**What is expected**
Please swap "black trousers" for "dark pants" throughout the entries below and leave everything else unchanged.

┌──

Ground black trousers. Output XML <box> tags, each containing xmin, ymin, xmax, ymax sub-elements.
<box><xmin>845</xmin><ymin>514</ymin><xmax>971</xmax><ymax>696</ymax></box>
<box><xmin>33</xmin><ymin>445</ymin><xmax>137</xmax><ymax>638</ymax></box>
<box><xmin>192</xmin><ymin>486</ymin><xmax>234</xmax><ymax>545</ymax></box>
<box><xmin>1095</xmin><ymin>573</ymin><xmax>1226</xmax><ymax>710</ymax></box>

└──

**Output of the exercise**
Ground dark pants. Output XML <box> tags, each containing xmin, ymin, xmax, ymax sub-elements.
<box><xmin>845</xmin><ymin>514</ymin><xmax>971</xmax><ymax>696</ymax></box>
<box><xmin>33</xmin><ymin>445</ymin><xmax>137</xmax><ymax>638</ymax></box>
<box><xmin>192</xmin><ymin>486</ymin><xmax>234</xmax><ymax>545</ymax></box>
<box><xmin>1095</xmin><ymin>573</ymin><xmax>1226</xmax><ymax>710</ymax></box>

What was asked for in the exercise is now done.